Can you return every line of the material below unchanged, but without the pictures?

[Begin Listing]

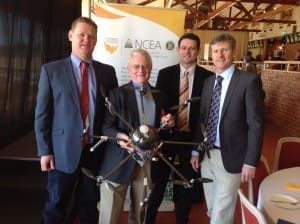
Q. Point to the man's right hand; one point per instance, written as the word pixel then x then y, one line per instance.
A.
pixel 195 163
pixel 47 163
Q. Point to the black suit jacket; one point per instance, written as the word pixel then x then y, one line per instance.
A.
pixel 124 101
pixel 241 122
pixel 168 81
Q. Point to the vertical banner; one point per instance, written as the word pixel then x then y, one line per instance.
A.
pixel 122 28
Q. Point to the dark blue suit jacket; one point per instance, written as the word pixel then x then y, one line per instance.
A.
pixel 58 122
pixel 242 119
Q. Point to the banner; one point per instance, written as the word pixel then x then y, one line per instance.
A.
pixel 122 28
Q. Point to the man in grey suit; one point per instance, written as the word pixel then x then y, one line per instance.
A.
pixel 62 135
pixel 168 81
pixel 237 141
pixel 137 103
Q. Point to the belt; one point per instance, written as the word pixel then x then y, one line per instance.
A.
pixel 216 147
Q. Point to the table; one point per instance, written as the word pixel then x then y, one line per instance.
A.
pixel 273 184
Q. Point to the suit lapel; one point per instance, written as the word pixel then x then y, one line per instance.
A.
pixel 131 100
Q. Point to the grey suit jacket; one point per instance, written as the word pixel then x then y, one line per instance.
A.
pixel 124 101
pixel 58 122
pixel 242 119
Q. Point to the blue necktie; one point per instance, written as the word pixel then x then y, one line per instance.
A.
pixel 213 116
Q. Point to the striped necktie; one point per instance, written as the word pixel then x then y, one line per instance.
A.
pixel 213 116
pixel 182 116
pixel 84 95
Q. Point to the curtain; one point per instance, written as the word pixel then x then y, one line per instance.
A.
pixel 32 32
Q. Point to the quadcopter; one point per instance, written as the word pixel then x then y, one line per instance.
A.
pixel 147 144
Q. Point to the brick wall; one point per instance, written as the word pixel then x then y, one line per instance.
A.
pixel 283 100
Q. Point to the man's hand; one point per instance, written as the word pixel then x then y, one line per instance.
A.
pixel 167 121
pixel 47 163
pixel 124 141
pixel 195 163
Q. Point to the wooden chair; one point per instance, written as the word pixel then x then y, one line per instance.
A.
pixel 287 153
pixel 250 214
pixel 261 172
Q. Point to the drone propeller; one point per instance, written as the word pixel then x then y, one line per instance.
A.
pixel 192 181
pixel 184 104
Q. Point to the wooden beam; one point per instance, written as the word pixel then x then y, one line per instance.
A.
pixel 273 12
pixel 215 13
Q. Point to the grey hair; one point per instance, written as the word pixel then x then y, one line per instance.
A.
pixel 140 51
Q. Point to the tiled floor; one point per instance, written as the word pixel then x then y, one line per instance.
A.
pixel 22 185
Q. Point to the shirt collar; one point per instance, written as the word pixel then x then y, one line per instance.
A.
pixel 76 61
pixel 227 73
pixel 191 69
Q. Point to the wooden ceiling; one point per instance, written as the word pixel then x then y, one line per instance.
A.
pixel 230 15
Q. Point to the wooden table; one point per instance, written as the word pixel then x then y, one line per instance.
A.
pixel 276 184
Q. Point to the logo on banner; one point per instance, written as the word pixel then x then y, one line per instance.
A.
pixel 111 44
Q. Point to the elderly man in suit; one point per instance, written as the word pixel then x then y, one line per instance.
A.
pixel 62 131
pixel 232 109
pixel 169 81
pixel 137 103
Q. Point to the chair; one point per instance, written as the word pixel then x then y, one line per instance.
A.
pixel 287 153
pixel 250 214
pixel 261 172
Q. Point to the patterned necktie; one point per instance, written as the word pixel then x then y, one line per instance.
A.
pixel 84 95
pixel 213 116
pixel 182 116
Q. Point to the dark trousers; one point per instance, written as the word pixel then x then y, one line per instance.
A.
pixel 183 197
pixel 68 193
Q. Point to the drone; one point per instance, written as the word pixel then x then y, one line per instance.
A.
pixel 147 144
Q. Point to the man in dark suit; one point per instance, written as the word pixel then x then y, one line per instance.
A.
pixel 61 133
pixel 137 103
pixel 168 81
pixel 237 138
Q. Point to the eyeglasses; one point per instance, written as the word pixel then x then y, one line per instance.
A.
pixel 83 35
pixel 144 67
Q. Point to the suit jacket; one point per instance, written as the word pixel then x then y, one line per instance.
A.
pixel 124 101
pixel 58 122
pixel 242 119
pixel 168 81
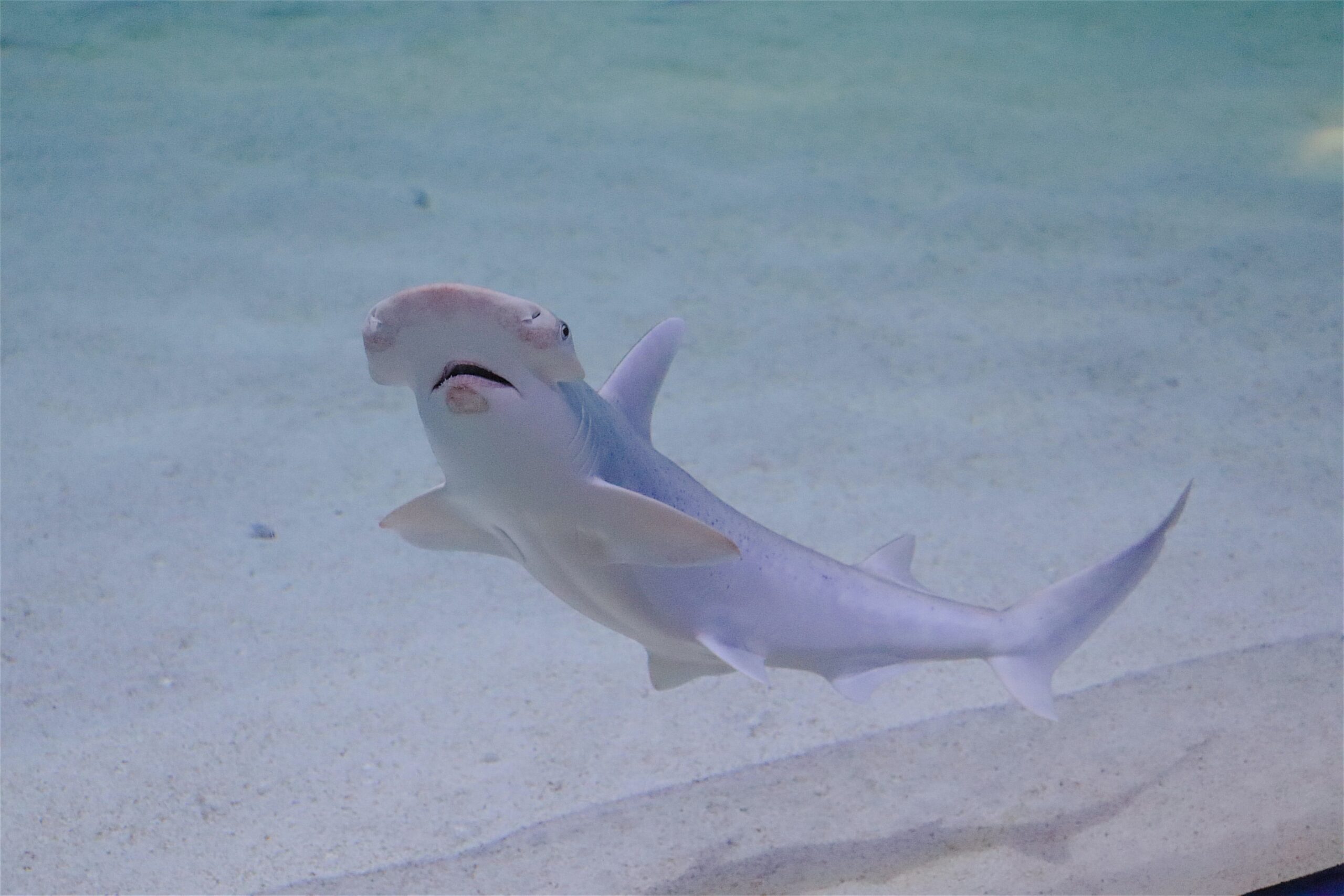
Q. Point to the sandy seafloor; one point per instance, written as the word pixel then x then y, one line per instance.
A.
pixel 1000 276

[End Listing]

§ **Task result**:
Q. Point to the man's right hand; one point per instance, written as the word pixel then x then y, one line per instance.
A.
pixel 195 163
pixel 47 163
Q. Point to the black suit jacket; one point per instance, written as the word pixel then x then y, one line per instance.
A.
pixel 124 101
pixel 241 122
pixel 168 81
Q. Point to the vertical banner; one point per instance, written as the word pixel then x then y, one line per instance.
A.
pixel 122 28
Q. Point to the dark blue suit jacket; one point per instance, written as the word pixel then x then y, one line per instance.
A.
pixel 58 122
pixel 242 119
Q. Point to the banner; one point per instance, written as the word pixel then x then y, one line per instance.
A.
pixel 122 28
Q. Point to the man in grey suit; one point per instance, written as the word pixel then x then y, one line per instance.
A.
pixel 62 135
pixel 168 81
pixel 237 141
pixel 137 103
Q. Point to the belt; one point per instance, written as the word pixel then x then y, one line per instance.
A.
pixel 216 147
Q. Point to the table; one point per instance, written as the word pixel then x then y, one line per instance.
A.
pixel 273 184
Q. Point to the suit lapel; one point per instance, written as the word pixel then x then y, one line per instance.
A.
pixel 131 100
Q. Point to the grey suit jacket; one point per instance, written as the word pixel then x then y, one line per instance.
A.
pixel 124 101
pixel 58 122
pixel 242 119
Q. Point to the blue necktie; one point per instance, written as the word pixel then x then y, one line per instance.
A.
pixel 213 116
Q. Point to the striped necktie; one point per instance, written as the word pixel then x then y, one line per instance.
A.
pixel 213 116
pixel 182 116
pixel 84 95
Q. Point to the curtain; one point per instance, written as the word pixel then x then y, one line per instance.
A.
pixel 32 32
Q. Point to the quadcopter; one point per instance, written as the word pixel then x then y, one line per instance.
A.
pixel 147 144
Q. Point to the brick wall; one point per instance, written as the word pixel then x then y, one line per instance.
A.
pixel 283 100
Q. Point to the man's hand; one point per instance, written as the word pixel then x then y, one line per instance.
A.
pixel 167 121
pixel 47 163
pixel 124 141
pixel 195 163
Q. Point to the wooden chair; one point per instance, written as the word pixel then x then y, one line per instance.
A.
pixel 287 153
pixel 250 214
pixel 261 172
Q. Point to the drone propeller; one point per instance, written as the word pixel then x then y, one line per instance.
A.
pixel 192 181
pixel 184 104
Q. Point to the wooden beam; one point per instance, written as the word pixel then x then y, one line per instance.
A.
pixel 273 12
pixel 215 13
Q. Point to the grey hair; one point per instance, written as the word pixel then x then y, one line per instance.
A.
pixel 140 51
Q. Point to the tiled floor; one point per instance, written as the word pixel then x then y, one line per instance.
A.
pixel 22 185
Q. Point to the shirt collar; one point per instance, written as the word pixel then x then y, one line per instance.
A.
pixel 76 61
pixel 227 73
pixel 191 69
Q. Point to the wooden ceiling; one point per instance, written as the word pixel then x then y, one line per instance.
A.
pixel 230 15
Q. Point to the wooden table; one point per instance, written as the word pixel then x then y, one line per instance.
A.
pixel 276 184
Q. Point to the logo on banner; one point per instance, written as the word pixel then x then y, one line per instance.
A.
pixel 111 44
Q. Point to the elderly man in suit; one point per instance, written as the word pixel then x then y, one line per instance.
A.
pixel 62 131
pixel 232 109
pixel 169 81
pixel 137 103
Q. Point to the chair; one point per instance, written as the word pixel then x then y, one line per instance.
A.
pixel 287 153
pixel 250 214
pixel 261 172
Q. Point to the patterned necktie; one point per instance, written as the word pixel then x then y, one line per instance.
A.
pixel 84 95
pixel 213 116
pixel 182 116
Q. Point to the dark trousers; one point per instance, written as the word pixel then x then y, one line per instance.
A.
pixel 183 197
pixel 68 193
Q. Point to the drone; one point per instance, written as the word pixel then x then y, one line per instance.
A.
pixel 147 144
Q. Point to the man in dark suit; one point per instance, written as the word pixel then x then y, one line per instance.
A.
pixel 61 133
pixel 137 103
pixel 168 81
pixel 237 138
Q. Point to the eyeglasses; one point per instance, written as the word pixel then x then y, one line per instance.
A.
pixel 83 35
pixel 144 67
Q. Point to the suit jacket; one point per instance, written as the word pixel then x then y, one line per instance.
A.
pixel 124 101
pixel 58 122
pixel 242 119
pixel 168 81
Q. Point to the sandy seafloor; one point per instance, written as the word pixel then x then y, one line per instance.
A.
pixel 1000 276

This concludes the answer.